Only the text carries over: repeat the records exactly and drop the images.

### Stored data entries
——
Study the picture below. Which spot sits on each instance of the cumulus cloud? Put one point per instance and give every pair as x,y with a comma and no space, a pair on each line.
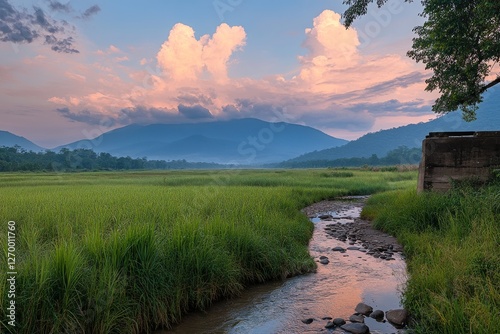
18,26
338,86
91,11
137,115
184,57
57,6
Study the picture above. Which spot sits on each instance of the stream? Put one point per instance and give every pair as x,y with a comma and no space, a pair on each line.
334,290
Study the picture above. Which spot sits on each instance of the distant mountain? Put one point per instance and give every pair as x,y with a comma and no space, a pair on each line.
239,141
9,140
411,136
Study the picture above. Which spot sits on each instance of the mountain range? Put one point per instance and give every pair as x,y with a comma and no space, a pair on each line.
238,141
252,142
412,135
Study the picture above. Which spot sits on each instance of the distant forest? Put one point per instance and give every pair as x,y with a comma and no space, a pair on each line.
14,159
399,156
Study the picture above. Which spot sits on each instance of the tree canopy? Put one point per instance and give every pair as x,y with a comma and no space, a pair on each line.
459,42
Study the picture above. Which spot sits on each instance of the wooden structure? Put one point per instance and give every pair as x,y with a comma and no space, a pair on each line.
448,157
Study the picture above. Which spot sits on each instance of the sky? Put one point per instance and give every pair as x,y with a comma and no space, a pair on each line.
73,70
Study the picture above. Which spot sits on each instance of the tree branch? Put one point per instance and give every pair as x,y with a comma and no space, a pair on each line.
491,84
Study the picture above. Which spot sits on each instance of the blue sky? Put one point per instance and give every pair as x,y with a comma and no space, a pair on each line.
139,62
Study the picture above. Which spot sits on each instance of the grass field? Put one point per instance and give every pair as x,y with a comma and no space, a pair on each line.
452,243
130,252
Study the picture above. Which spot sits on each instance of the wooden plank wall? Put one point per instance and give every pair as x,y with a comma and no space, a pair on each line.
456,156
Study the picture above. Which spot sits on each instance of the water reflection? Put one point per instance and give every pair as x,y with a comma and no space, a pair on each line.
333,291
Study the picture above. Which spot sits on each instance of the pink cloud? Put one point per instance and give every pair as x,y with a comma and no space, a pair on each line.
334,80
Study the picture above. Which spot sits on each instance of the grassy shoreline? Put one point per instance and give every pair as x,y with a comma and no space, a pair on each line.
131,252
452,242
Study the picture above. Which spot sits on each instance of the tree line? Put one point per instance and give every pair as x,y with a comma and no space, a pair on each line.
399,156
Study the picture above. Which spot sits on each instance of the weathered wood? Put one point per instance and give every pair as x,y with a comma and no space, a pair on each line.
449,156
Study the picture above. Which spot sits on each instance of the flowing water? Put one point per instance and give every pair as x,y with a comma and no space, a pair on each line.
333,291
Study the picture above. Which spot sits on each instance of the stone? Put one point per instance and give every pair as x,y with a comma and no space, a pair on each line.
356,328
357,318
398,317
330,324
363,309
377,315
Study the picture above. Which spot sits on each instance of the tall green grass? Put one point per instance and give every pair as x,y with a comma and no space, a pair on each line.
452,243
132,252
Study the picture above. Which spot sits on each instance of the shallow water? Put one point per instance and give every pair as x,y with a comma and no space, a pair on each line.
333,291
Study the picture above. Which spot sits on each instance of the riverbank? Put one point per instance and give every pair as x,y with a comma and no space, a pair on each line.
132,252
310,303
451,242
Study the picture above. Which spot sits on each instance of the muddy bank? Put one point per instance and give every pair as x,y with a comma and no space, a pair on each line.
307,303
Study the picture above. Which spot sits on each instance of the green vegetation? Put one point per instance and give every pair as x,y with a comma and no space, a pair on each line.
451,242
130,252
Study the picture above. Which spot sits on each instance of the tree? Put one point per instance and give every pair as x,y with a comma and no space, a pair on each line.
459,42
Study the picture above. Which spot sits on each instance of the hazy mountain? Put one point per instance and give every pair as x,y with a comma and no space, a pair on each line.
381,142
9,140
244,141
——
### The answer
Study the picture below. Which spot sits on each instance of the cumulus cloud? Put one point per instance and give every pair as x,y with a comma and no space, a pair on each line.
18,26
338,86
91,11
137,115
184,57
57,6
Study the picture above. Which spot sits on each instance of the stream? Put one point per instance and give every pair as x,y with a comma and no space, a pair on each line.
334,290
Study the picture above. Which spot sits on each instance of the distant mountain? Put one point per instance and give every pair as x,y with a comma and no space, a pair on each line.
239,141
9,140
411,136
Study the picture above. Which spot sits on each instance of the mountain range? Put one point per instance and give every pair as x,y with a comma and no space, a pair on each line.
238,141
252,142
412,135
Study the picture above. Which spot sits on each instance of the distant forest? Put one point per instance and give every pair as x,y with a comma and no space, a pair on each line.
14,159
399,156
Study the picture above. Which spot sits on each instance of the tree canopy? Put one point per instance and give every pair as x,y with a comma and no space, a pair on each line.
459,42
Study the picture above. Which spot sits on each instance of the wooden structure? Put one point per instance and give every pair as x,y with a comma and no space, a pair on each line.
448,157
Study the picture above. Which spot sits on each instance of the sky? Put one point per instance and give every pair as x,y with a comma and no space, a pair on each line.
73,70
Study the picture above. Which spot sits on each instance of the tree branch? Put one point per instance and give every pair as x,y with a comma and no space, a pair on each line.
491,84
Study the picture above. Which spot sits on each instance of the blue sky? Put one point per instance and give every pair as x,y with a comma and no space, a pair on each line.
139,62
Study the picture above. Which spot sits on each instance of the grass field? Put one point per instance and give every pair as x,y with a comma and no space, a pair on each line.
452,243
130,252
Study the picture above. Which spot sits on each instance of the wooden plank wall? Put one point per instance and give every pair as x,y with a comma and no space, a pair on each line.
456,156
Study the picture above. Which spot sits on each instance of the water reflection? Put one point per instance and give every pair as x,y with a comma and no space, a pair on each line.
333,291
Study the picture above. Which spot sits on each instance of the pink cloud? Put one point per instance and give every pair as x,y with a comma and no space, a pair on each line.
334,80
Study the picture above. Which spot sits on each instance of the grassy shoreline? Put one point per instance and give every pair as x,y with a comma and no space, a pair on each line.
131,252
452,242
Study the picture above. Which spot sits on each instance of the tree line? Put one point per instance and give every pair as x,y with a comma and no space, a pair on each line.
399,156
Study the picture above. Which spot sits on each instance of the weathered wood? Put one point per instance and give every pair as x,y with a comma and no space, a pair on each line.
449,156
Study the picture above. Which spot sits on each instance of the flowing water? Put one point per instance and give every pair as x,y with a comma and no space, a pair on each line.
333,291
Study the picture above. Which spot sits on each instance of the stone? Put one point per instance and give every pair as x,y with a comma and no space, a pair on each line.
356,328
357,318
398,317
330,324
363,309
377,315
Study the picture above. Which spot sits on each instance of the tall green grass? Put one point per instance and give every pair as x,y with a comma and no space, a pair on each line.
452,243
132,252
Study the picture above. Which spot sits on each instance of the shallow water? Put one point per instance and give every pair as x,y with a comma and no space, a pair on each line.
333,291
Study the picture above. Which spot sits on each instance of the riverbank? Put one point per instance and give every pair as x,y with a comma and no space, a pair on each line.
132,252
310,303
451,242
Study the picture above. Which spot sits on each instance of the muddy bank? Put one point per instance and give every pair as x,y with a comma and no space, a pair on each line.
307,303
Study the picture above. Which spot sits on each instance of the green vegetation? Put one point per instance and give every pair as x,y with a comma and no space, a pair on each line.
451,242
130,252
Study the picture above. Which spot sits on each instance of the tree? Put one point per instance and give every pair as x,y with a comma and no space, a pair on each line.
459,42
Study the picture above. Which spot sits on each instance of the hazy mountain? Put one point per instance and give every pair as x,y with a comma and no space, a pair on each line.
381,142
9,140
244,141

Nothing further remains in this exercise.